**Completare quanto segue:**
A - Riduci a un elenco puntato il paragrafo del brano sulla leucoplachia che comincia con «La leucoplachia è un ispessimento», conservandone i fatti principali.
B - Riprendi il brano sulla leucoplachia dopo la sua ultima frase e proseguilo.

**Brano:**
LEUCOPLACHIA
SALERNO
Come si presenta la leucoplachia?
La leucoplachia è un ispessimento della mucosa orale e si presenta con una placca bianca circoscritta, persistente, anelastica e non eliminabile con lo strofinamento meccanico. Talora può manifestarsi anche in altri distretti cutaneo-mucosi come l’area anale e quella genitale. Il tipico colore bianco perlaceo delle placche è dovuto all’ispessimento dell’epitelio. Tale ispessimento può presentarsi in qualsiasi distretto del cavo orale (es. labbra, parte interna delle guance, lingua, palato, gengiva). La leucoplachia o leucoplasia è un po’ più frequente nei maschi, soprattutto se fumatori e con più di 40 anni. È indicata con il codice DA01 nel sistema di classificazione internazionale delle malattie ICD-11.

**Dati forniti:**

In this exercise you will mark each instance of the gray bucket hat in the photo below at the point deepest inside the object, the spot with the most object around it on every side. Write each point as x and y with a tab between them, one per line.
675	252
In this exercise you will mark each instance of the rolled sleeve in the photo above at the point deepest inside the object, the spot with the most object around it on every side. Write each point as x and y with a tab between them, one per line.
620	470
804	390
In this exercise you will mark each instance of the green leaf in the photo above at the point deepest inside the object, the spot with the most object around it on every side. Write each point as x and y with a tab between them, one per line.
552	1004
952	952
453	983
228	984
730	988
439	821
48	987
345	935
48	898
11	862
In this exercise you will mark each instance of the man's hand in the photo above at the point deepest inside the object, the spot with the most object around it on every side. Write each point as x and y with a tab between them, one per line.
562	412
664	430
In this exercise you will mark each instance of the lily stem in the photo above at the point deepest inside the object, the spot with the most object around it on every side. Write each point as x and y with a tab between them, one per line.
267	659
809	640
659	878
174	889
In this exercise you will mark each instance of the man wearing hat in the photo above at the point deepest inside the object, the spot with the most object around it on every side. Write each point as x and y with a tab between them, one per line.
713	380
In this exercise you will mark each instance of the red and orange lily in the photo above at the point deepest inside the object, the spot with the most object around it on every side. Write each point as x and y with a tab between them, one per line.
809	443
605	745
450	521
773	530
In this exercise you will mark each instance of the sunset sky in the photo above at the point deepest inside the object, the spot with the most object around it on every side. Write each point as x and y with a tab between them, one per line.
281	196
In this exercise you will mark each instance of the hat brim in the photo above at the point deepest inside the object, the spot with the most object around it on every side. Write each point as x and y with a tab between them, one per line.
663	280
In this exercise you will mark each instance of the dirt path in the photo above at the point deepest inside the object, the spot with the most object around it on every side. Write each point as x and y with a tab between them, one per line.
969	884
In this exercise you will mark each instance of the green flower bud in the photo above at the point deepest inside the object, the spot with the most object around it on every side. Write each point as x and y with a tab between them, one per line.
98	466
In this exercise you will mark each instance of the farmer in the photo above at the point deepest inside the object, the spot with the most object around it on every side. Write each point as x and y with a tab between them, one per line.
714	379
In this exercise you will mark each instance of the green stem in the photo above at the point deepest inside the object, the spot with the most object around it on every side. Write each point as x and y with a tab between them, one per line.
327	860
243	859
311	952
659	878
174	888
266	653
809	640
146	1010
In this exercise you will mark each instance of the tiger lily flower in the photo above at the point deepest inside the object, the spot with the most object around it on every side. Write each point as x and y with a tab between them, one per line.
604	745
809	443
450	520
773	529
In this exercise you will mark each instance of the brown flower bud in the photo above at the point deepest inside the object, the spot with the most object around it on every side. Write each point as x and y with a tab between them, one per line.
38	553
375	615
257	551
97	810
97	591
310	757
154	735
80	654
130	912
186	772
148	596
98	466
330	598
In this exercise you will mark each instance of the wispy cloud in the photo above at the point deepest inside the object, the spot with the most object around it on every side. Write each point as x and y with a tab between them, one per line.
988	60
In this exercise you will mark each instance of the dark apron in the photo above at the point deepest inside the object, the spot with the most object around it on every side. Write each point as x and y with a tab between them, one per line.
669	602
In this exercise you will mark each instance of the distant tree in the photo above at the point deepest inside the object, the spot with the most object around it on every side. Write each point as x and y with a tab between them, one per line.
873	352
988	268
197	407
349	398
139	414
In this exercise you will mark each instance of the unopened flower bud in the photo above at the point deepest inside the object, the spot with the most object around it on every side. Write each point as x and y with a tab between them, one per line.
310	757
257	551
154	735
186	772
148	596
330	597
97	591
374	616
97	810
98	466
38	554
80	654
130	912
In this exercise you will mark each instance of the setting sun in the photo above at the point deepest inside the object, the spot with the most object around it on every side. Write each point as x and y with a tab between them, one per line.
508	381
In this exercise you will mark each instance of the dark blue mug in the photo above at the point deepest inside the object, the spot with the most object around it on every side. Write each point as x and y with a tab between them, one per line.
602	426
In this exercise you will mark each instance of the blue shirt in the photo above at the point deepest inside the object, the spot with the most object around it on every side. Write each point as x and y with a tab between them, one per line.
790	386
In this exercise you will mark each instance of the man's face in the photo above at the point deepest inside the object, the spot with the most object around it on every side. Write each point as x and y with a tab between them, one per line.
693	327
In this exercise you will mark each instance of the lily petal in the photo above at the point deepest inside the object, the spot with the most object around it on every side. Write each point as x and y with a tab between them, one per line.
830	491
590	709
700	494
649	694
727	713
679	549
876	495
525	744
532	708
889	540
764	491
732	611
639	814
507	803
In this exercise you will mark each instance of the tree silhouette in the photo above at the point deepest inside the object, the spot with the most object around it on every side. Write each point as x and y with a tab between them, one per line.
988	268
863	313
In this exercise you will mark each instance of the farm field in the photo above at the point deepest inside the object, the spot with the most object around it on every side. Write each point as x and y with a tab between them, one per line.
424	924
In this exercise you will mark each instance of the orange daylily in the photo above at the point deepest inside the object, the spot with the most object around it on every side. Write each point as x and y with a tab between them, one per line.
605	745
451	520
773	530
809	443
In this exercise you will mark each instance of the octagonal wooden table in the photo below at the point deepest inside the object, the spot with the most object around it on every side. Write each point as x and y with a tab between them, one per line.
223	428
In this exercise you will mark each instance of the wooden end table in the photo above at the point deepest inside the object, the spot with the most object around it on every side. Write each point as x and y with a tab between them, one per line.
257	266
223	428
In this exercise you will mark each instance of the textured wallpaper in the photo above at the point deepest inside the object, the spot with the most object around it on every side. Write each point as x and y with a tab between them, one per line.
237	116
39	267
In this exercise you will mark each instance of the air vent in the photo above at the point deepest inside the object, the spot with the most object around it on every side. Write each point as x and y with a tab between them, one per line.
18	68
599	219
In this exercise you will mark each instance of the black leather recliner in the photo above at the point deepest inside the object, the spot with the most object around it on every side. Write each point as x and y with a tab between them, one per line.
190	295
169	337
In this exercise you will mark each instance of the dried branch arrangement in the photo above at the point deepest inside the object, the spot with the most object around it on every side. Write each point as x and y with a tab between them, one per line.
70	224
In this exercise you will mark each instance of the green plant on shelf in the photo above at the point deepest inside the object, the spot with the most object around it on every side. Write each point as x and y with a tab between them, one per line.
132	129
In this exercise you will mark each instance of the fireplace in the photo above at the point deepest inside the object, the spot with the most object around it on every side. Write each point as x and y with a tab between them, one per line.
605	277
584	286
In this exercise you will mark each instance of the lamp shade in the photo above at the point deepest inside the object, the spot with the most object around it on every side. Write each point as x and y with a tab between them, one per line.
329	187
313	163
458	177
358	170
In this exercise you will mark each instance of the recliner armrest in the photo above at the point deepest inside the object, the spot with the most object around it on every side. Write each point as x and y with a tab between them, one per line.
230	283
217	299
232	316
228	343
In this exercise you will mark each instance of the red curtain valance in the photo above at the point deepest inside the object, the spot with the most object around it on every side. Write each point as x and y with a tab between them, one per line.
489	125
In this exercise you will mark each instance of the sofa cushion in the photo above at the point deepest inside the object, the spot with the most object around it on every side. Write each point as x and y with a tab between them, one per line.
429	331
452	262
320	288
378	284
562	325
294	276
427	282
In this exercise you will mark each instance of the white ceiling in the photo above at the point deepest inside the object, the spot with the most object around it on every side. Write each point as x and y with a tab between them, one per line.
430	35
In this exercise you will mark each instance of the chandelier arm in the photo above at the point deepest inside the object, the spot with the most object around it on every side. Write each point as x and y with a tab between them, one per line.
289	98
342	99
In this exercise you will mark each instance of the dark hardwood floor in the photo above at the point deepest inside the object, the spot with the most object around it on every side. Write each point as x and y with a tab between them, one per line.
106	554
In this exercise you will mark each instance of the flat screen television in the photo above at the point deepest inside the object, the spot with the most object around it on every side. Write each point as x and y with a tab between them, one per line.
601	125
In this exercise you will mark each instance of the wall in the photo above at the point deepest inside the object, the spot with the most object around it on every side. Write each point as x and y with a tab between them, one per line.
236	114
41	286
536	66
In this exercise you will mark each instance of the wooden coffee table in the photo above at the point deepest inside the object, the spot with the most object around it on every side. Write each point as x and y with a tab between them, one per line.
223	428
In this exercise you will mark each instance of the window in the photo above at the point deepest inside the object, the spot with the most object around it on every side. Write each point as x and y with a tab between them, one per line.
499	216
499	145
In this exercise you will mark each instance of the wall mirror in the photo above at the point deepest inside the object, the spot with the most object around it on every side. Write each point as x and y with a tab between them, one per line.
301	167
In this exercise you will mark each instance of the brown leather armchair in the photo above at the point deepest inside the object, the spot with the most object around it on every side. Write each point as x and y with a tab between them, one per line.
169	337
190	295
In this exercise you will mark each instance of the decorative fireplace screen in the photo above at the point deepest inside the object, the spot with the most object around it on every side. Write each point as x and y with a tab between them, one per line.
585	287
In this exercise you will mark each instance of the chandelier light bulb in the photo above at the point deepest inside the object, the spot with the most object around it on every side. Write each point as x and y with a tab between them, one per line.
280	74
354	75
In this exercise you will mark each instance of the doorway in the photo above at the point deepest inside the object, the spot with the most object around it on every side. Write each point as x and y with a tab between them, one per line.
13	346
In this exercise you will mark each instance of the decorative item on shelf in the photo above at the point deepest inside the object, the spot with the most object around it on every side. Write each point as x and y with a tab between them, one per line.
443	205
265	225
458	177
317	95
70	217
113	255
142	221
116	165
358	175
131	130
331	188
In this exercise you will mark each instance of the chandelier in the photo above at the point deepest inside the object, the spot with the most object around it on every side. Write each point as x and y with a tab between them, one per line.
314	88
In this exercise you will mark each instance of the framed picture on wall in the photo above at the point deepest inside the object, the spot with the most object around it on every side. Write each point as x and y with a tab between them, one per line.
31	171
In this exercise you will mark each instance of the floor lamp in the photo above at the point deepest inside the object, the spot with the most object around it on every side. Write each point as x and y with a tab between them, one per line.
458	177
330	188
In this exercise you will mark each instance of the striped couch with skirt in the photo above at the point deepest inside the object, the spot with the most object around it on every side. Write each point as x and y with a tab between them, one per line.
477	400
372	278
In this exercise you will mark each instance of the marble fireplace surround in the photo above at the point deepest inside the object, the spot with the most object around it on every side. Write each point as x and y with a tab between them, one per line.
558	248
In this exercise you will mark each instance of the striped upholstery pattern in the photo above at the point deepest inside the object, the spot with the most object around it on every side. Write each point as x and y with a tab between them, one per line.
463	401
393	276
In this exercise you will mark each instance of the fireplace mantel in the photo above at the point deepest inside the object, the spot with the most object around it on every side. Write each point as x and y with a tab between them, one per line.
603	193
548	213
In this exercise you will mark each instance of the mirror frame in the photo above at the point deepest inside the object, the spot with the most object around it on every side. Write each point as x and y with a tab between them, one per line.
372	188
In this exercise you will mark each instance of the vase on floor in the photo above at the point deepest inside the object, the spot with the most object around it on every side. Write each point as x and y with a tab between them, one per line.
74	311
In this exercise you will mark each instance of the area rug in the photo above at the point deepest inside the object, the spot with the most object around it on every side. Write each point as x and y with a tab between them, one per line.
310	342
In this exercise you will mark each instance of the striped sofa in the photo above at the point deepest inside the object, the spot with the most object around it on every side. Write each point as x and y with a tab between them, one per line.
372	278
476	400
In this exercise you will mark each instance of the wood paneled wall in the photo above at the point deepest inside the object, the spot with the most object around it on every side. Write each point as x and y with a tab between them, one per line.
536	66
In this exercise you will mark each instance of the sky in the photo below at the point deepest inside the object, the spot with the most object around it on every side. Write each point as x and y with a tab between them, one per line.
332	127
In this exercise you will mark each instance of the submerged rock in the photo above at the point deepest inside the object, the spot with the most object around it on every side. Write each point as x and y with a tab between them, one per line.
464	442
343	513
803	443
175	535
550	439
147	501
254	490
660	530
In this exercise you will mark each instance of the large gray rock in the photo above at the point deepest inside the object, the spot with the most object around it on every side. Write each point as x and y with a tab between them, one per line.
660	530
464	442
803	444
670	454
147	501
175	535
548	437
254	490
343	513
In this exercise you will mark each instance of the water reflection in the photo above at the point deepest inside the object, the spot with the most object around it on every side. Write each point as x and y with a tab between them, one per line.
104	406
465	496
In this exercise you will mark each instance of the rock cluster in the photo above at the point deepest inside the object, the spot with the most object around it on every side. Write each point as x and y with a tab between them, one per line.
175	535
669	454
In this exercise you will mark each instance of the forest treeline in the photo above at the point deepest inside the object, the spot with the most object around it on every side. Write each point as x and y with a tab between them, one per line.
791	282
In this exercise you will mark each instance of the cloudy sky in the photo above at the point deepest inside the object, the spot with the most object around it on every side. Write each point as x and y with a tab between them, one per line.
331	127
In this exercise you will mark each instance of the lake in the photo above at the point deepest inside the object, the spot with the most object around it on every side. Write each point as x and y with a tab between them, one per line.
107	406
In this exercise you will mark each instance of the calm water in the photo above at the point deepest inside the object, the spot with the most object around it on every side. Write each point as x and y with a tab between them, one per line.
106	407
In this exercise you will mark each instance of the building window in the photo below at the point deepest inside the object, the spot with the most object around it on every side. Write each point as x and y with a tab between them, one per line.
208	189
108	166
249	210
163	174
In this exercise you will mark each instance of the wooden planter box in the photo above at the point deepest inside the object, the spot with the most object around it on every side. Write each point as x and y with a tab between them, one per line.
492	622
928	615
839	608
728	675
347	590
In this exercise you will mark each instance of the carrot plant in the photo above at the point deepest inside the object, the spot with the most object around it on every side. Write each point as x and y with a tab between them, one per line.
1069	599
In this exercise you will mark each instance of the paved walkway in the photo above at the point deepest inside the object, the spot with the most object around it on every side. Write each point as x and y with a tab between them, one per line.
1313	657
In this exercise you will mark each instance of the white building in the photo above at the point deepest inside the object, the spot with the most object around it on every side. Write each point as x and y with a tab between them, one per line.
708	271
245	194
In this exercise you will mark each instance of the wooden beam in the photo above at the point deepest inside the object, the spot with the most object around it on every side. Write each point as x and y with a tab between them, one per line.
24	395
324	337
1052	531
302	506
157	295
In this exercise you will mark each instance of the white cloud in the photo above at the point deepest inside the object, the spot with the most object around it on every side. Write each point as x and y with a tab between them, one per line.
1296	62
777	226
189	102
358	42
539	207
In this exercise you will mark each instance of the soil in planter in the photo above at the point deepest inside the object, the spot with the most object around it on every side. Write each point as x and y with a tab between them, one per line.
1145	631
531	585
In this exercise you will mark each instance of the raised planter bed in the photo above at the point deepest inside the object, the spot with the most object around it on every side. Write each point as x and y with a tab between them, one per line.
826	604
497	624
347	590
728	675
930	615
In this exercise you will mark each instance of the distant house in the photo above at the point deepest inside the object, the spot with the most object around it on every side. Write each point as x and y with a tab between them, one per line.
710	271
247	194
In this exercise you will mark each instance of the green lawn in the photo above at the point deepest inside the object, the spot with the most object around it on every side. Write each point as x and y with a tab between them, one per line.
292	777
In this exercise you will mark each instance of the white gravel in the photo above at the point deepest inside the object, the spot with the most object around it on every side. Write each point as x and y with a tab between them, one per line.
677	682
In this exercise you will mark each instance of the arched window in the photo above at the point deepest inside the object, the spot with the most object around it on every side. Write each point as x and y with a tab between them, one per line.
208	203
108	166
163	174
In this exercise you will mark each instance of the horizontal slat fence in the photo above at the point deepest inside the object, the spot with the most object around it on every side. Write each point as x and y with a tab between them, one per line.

**Risposte:**
A -
- Definizione: ispessimento della mucosa orale che si presenta come placca bianca circoscritta, persistente, anelastica e non eliminabile con lo strofinamento meccanico.
- Altre sedi possibili: talora distretti cutaneo-mucosi come l'area anale e quella genitale.
- Colore: il bianco perlaceo delle placche è dovuto all'ispessimento dell'epitelio.
- Localizzazione orale: qualsiasi distretto del cavo orale (labbra, parte interna delle guance, lingua, palato, gengiva).
- Frequenza: un po' più alta nei maschi, soprattutto fumatori e con più di 40 anni.
- Classificazione: codice DA01 nell'ICD-11.

B -
Sintomi
A parte l’ispessimento bianco perlaceo delle mucose la leucoplachia decorre solitamente in assenza di sintomi. Le placche sono indolenti e alla palpazione appaiono indurite, ruvide e anelastiche. Per le placche di leucoplachia localizzate nei distretti meno cheratinizzati (es. trigono retromolare, palato molle, pavimento del cavo orale) è stato descritto un maggior rischio di displasia e degenerazione. Anche per la leucoplachia della lingua, le aree meno cheratinizzate (es. superficie inferiore) risultano maggiormente associate a un rischio di displasia.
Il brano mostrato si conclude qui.